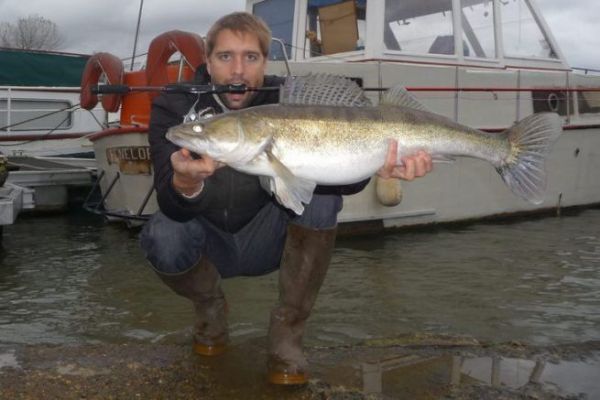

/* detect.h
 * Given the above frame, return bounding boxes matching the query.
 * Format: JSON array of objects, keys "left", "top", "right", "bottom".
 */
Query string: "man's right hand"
[{"left": 171, "top": 148, "right": 222, "bottom": 197}]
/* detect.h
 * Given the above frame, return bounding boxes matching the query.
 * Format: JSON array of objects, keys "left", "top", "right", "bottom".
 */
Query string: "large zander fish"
[{"left": 167, "top": 74, "right": 562, "bottom": 215}]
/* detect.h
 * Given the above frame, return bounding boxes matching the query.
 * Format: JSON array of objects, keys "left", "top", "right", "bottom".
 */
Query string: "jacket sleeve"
[{"left": 148, "top": 93, "right": 214, "bottom": 222}]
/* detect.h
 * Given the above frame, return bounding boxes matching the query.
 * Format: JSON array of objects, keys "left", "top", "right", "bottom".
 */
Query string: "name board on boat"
[{"left": 106, "top": 146, "right": 152, "bottom": 175}]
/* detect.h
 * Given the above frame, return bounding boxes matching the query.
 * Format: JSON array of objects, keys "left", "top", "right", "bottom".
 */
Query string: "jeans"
[{"left": 139, "top": 194, "right": 342, "bottom": 278}]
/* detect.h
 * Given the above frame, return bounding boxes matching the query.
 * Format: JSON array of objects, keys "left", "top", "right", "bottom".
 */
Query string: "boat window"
[
  {"left": 384, "top": 0, "right": 455, "bottom": 55},
  {"left": 578, "top": 90, "right": 600, "bottom": 114},
  {"left": 305, "top": 0, "right": 367, "bottom": 57},
  {"left": 460, "top": 0, "right": 496, "bottom": 59},
  {"left": 0, "top": 99, "right": 72, "bottom": 131},
  {"left": 252, "top": 0, "right": 295, "bottom": 60},
  {"left": 532, "top": 90, "right": 570, "bottom": 116},
  {"left": 500, "top": 0, "right": 557, "bottom": 59}
]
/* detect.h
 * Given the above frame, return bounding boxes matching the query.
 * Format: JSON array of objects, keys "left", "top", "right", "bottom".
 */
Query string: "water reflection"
[
  {"left": 360, "top": 353, "right": 600, "bottom": 398},
  {"left": 0, "top": 349, "right": 19, "bottom": 370}
]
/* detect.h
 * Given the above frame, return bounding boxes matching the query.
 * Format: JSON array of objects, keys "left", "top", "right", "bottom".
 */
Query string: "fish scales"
[
  {"left": 243, "top": 104, "right": 510, "bottom": 172},
  {"left": 242, "top": 105, "right": 390, "bottom": 184}
]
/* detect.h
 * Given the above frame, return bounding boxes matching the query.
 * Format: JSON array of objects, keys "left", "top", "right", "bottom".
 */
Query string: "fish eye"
[{"left": 193, "top": 124, "right": 202, "bottom": 133}]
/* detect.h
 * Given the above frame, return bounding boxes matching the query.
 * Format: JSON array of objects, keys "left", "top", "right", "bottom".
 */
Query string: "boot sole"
[
  {"left": 193, "top": 342, "right": 227, "bottom": 356},
  {"left": 267, "top": 371, "right": 308, "bottom": 385}
]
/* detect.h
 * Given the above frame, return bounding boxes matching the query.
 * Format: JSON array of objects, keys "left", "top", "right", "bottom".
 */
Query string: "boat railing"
[
  {"left": 572, "top": 67, "right": 600, "bottom": 76},
  {"left": 83, "top": 169, "right": 153, "bottom": 223},
  {"left": 271, "top": 37, "right": 292, "bottom": 77}
]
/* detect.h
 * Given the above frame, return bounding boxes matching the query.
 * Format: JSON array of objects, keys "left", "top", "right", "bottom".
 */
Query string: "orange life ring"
[
  {"left": 80, "top": 52, "right": 124, "bottom": 112},
  {"left": 145, "top": 30, "right": 205, "bottom": 96}
]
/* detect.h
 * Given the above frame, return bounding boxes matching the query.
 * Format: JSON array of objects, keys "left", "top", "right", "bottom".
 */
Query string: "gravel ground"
[{"left": 1, "top": 334, "right": 598, "bottom": 399}]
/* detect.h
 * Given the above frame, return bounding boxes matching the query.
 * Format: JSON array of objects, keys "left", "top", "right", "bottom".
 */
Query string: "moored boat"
[
  {"left": 81, "top": 0, "right": 600, "bottom": 230},
  {"left": 81, "top": 31, "right": 204, "bottom": 224},
  {"left": 0, "top": 48, "right": 106, "bottom": 157}
]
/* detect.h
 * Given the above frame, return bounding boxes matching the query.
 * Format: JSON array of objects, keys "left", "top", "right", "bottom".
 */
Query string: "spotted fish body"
[
  {"left": 167, "top": 74, "right": 562, "bottom": 214},
  {"left": 230, "top": 104, "right": 513, "bottom": 184}
]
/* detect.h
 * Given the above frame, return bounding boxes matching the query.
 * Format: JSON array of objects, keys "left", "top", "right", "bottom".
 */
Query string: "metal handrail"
[
  {"left": 271, "top": 37, "right": 292, "bottom": 77},
  {"left": 136, "top": 184, "right": 155, "bottom": 216}
]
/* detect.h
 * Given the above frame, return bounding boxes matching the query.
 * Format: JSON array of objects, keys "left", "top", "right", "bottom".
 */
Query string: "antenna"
[{"left": 130, "top": 0, "right": 145, "bottom": 71}]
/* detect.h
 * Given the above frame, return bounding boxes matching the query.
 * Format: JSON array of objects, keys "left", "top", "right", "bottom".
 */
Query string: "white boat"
[
  {"left": 82, "top": 0, "right": 600, "bottom": 230},
  {"left": 81, "top": 31, "right": 204, "bottom": 223},
  {"left": 0, "top": 48, "right": 105, "bottom": 157}
]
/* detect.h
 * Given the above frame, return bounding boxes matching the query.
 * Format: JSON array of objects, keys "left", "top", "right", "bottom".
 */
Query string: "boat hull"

• YOUR ASSIGNMENT
Retype the listing above exactly as it appears, omitting the pictures.

• YOUR RESPONSE
/* detect.h
 * Given the above frame, return bounding boxes matching the query.
 * Format: JSON array of objects, keys "left", "top", "right", "bottom".
 */
Query string: "man's right hand"
[{"left": 171, "top": 148, "right": 222, "bottom": 197}]
/* detect.h
 * Given the above frame, return bounding boxes matching the query.
 * Format: JSON array of objects, keys "left", "top", "right", "bottom".
 */
Query string: "large zander fish"
[{"left": 167, "top": 74, "right": 562, "bottom": 215}]
/* detect.h
 * Given the above frame, return bounding boxes matching the query.
 * Format: JSON array of objects, keys "left", "top", "right", "bottom".
 */
Query string: "jacket sleeve"
[{"left": 148, "top": 93, "right": 214, "bottom": 222}]
/* detect.h
 * Given the above frame, return bounding boxes matching the query.
 * Format: JSON array of objects, keys "left", "top", "right", "bottom".
 */
Query string: "name board on boat"
[{"left": 106, "top": 146, "right": 152, "bottom": 175}]
/* detect.h
 * Given the above frame, return bounding boxes matching the query.
 * Format: JSON array of objects, keys "left", "top", "right", "bottom".
 */
Query string: "jeans"
[{"left": 139, "top": 194, "right": 342, "bottom": 278}]
/* detect.h
 * Given the above frame, return bounding boxes matching the query.
 * Format: JSON array of objects, keys "left", "top", "right", "bottom".
 */
Query string: "boat window"
[
  {"left": 384, "top": 0, "right": 455, "bottom": 55},
  {"left": 578, "top": 90, "right": 600, "bottom": 114},
  {"left": 305, "top": 0, "right": 367, "bottom": 57},
  {"left": 460, "top": 0, "right": 496, "bottom": 59},
  {"left": 0, "top": 99, "right": 72, "bottom": 131},
  {"left": 252, "top": 0, "right": 295, "bottom": 60},
  {"left": 532, "top": 90, "right": 570, "bottom": 116},
  {"left": 500, "top": 0, "right": 557, "bottom": 59}
]
/* detect.h
 * Given the above frame, return bounding boxes matching the query.
 * Format: JSON array of objects, keys "left", "top", "right", "bottom".
 */
Query string: "water reflection"
[
  {"left": 360, "top": 353, "right": 600, "bottom": 398},
  {"left": 0, "top": 349, "right": 19, "bottom": 370}
]
/* detect.h
 * Given the above frame, return bounding boxes matching the query.
 * Format: JSON array of objects, keys "left", "top", "right", "bottom".
 */
Query string: "fish scales"
[
  {"left": 243, "top": 104, "right": 510, "bottom": 172},
  {"left": 242, "top": 105, "right": 390, "bottom": 184}
]
/* detect.h
 * Given the above frame, return bounding boxes matching the query.
 * Format: JSON array of objects, keys "left", "top", "right", "bottom".
 */
Query string: "fish eye"
[{"left": 193, "top": 124, "right": 202, "bottom": 133}]
/* detect.h
 * Given the above frame, return bounding boxes matching the query.
 * Format: JSON array of objects, keys "left", "top", "right", "bottom".
 */
Query string: "boot sole"
[
  {"left": 193, "top": 342, "right": 227, "bottom": 356},
  {"left": 267, "top": 371, "right": 308, "bottom": 385}
]
/* detect.h
 * Given the above frame, return bounding boxes matching the query.
 * Format: JSON array of objects, keys "left", "top", "right", "bottom".
 */
Query string: "boat railing"
[
  {"left": 572, "top": 67, "right": 600, "bottom": 76},
  {"left": 83, "top": 169, "right": 153, "bottom": 223},
  {"left": 271, "top": 37, "right": 292, "bottom": 77}
]
/* detect.h
 * Given the above frame, return bounding boxes matching the query.
 * Format: JSON array of objects, keys "left", "top", "right", "bottom".
 */
Query string: "orange life ring"
[
  {"left": 80, "top": 52, "right": 124, "bottom": 112},
  {"left": 145, "top": 30, "right": 205, "bottom": 96}
]
/* detect.h
 * Given the above frame, return bounding boxes matching the query.
 * Format: JSON array of objects, keys "left", "top", "right", "bottom".
 */
Query string: "gravel ground"
[{"left": 1, "top": 334, "right": 598, "bottom": 399}]
/* detect.h
 * Given the above frame, return bounding boxes matching the query.
 * Format: JSON array of objects, keys "left", "top", "right", "bottom".
 */
Query string: "moored boat"
[
  {"left": 81, "top": 0, "right": 600, "bottom": 230},
  {"left": 81, "top": 31, "right": 204, "bottom": 224},
  {"left": 0, "top": 48, "right": 106, "bottom": 157}
]
/* detect.h
 * Given the above frame, return bounding boxes matching the query.
 * Format: JSON array of objects, keys "left", "top", "right", "bottom".
 */
Query string: "spotted fish body"
[
  {"left": 167, "top": 74, "right": 562, "bottom": 214},
  {"left": 230, "top": 104, "right": 513, "bottom": 184}
]
/* detect.h
 * Given the above frame, return bounding boxes matching the query.
 * Format: JSON array of objects, keys "left", "top", "right", "bottom".
 */
Query string: "metal handrail"
[
  {"left": 271, "top": 37, "right": 292, "bottom": 77},
  {"left": 136, "top": 184, "right": 155, "bottom": 216}
]
/* detect.h
 * Given the above frame, return bounding boxes matching the query.
 * Format: JSON array of objects, keys "left", "top", "right", "bottom".
 */
Query string: "antenna"
[{"left": 130, "top": 0, "right": 145, "bottom": 71}]
/* detect.h
 * Given the above frame, return bounding boxes matching the query.
 * Format: JSON array of objects, keys "left", "top", "right", "bottom".
 */
Query string: "white boat"
[
  {"left": 82, "top": 0, "right": 600, "bottom": 230},
  {"left": 81, "top": 31, "right": 204, "bottom": 223},
  {"left": 0, "top": 48, "right": 105, "bottom": 157}
]
/* detect.h
 * Given the above frame, return bounding boxes matching the query.
 * Format: JSON array of objects, keys "left", "top", "right", "bottom".
 */
Query string: "boat hull"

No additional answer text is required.